> _The task_
Each entry should be duplicated exactly, with no line missing.

Records to process: Begin

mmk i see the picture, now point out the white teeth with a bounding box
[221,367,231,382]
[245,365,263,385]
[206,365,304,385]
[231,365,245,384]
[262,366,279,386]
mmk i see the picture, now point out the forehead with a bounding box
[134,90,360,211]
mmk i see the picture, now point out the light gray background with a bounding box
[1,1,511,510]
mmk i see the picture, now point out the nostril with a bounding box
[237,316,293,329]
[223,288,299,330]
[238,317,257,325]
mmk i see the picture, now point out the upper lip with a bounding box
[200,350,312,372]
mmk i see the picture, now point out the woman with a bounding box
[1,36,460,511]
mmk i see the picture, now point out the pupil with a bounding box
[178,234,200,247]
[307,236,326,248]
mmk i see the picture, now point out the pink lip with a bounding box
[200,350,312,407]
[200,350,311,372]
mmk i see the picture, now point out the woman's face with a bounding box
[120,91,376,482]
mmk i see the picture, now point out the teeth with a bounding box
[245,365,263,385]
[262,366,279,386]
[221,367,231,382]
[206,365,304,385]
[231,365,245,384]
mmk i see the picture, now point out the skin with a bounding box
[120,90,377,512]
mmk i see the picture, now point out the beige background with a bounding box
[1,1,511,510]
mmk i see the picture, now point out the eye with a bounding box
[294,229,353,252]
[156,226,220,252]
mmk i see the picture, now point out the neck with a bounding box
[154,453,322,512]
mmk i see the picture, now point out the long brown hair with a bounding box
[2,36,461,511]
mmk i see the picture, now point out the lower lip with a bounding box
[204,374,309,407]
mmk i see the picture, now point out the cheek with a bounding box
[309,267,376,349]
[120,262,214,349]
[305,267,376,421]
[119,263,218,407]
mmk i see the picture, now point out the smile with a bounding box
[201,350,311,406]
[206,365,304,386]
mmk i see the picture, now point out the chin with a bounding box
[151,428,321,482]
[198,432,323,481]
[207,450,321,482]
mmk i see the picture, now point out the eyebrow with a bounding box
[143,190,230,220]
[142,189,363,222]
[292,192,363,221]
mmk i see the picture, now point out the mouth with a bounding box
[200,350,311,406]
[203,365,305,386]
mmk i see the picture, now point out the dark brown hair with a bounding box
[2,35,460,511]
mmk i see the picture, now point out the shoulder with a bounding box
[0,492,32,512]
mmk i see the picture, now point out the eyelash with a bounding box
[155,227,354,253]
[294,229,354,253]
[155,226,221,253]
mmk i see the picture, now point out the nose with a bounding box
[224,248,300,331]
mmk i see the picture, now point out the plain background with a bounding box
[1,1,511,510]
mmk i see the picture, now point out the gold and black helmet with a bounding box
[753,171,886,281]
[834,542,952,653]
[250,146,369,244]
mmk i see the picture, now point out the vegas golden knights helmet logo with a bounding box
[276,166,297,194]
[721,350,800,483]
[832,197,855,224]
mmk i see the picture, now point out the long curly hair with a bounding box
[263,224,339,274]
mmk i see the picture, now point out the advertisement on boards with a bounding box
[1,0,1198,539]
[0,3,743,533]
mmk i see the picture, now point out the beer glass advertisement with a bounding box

Records to process: End

> _Finished exercise_
mmk i see the picture, now point out the white teeth with a bounding box
[221,367,231,382]
[245,365,263,385]
[206,365,304,385]
[231,365,245,384]
[262,366,279,386]
mmk i see the picture, now point out the forehead with a bounding box
[134,90,360,211]
mmk i see the picture, now point out the light gray background with a bounding box
[1,1,511,510]
mmk i see the picture, now point out the nostril with a bounding box
[237,316,293,329]
[223,288,299,330]
[238,317,257,325]
mmk i see the picture, now point out the upper lip with a bounding box
[200,350,312,372]
mmk i see the picture, now point out the woman with a bounding box
[1,36,460,511]
mmk i see the picture, now point out the pupil with a bounding box
[178,234,200,247]
[307,236,326,248]
mmk i see the picture, now point out the pink lip with a bounding box
[200,350,312,407]
[200,350,311,372]
mmk i see the picture, now point out the woman's face with a bounding box
[120,91,376,482]
mmk i see the picture, now point out the teeth with a bounding box
[245,365,263,385]
[262,366,279,386]
[221,367,231,382]
[206,365,304,385]
[231,365,245,384]
mmk i see the picture, now point out the skin with a bounding box
[120,90,377,512]
mmk i see the picture, now point out the beige background with a bounding box
[1,1,511,510]
mmk i see the picture, now point out the eye with a bounding box
[294,229,353,252]
[156,226,220,252]
mmk i see the picture, now point out the neck with a bounding box
[154,453,322,512]
mmk i see the picture, now point out the long brown hair with a bounding box
[2,36,461,511]
mmk i see the picture, now point out the lower lip with a bounding box
[204,374,309,407]
mmk i see the picture, now point out the cheek with a bounding box
[309,267,376,349]
[120,262,214,349]
[305,267,376,421]
[119,263,218,407]
mmk i see the picture, now point out the smile with a bounding box
[201,350,311,406]
[206,365,304,386]
mmk i see the picture, now point out the chin with a bounding box
[151,428,321,482]
[198,432,323,481]
[207,450,321,482]
mmk i see the picture, now point out the eyebrow with a bounding box
[143,190,230,220]
[142,189,363,222]
[292,192,363,221]
mmk i see the picture, now point out the mouth with a bounding box
[200,350,311,406]
[203,365,305,386]
mmk i see the picture, now point out the dark brown hair with a bounding box
[2,35,460,511]
mmk i see the picture, now point out the shoulder with a bounding box
[0,492,32,512]
mmk i see the picture, now point out the eyelash with a bounding box
[155,227,354,253]
[294,229,354,253]
[155,226,221,253]
mmk i see the picture, now point out the nose with a bounding box
[224,248,300,331]
mmk i see the picture, now point out the plain background with a bounding box
[1,1,511,510]
mmk i see the picture, now point out the gold and black helmet with a bounding box
[753,171,886,281]
[834,542,952,653]
[250,146,369,244]
mmk i see the picture, now point out the vegas golden knights helmet logo with a bounding box
[276,166,297,194]
[721,350,800,483]
[832,197,855,224]
mmk i see the picture, now point out the long curly hair with a bounding box
[263,224,339,274]
mmk i see the picture, now point out the advertisement on boards with a bounding box
[1,0,1198,539]
[0,3,743,533]
mmk i see the picture, now point out the beer glass advertisement with a bounding box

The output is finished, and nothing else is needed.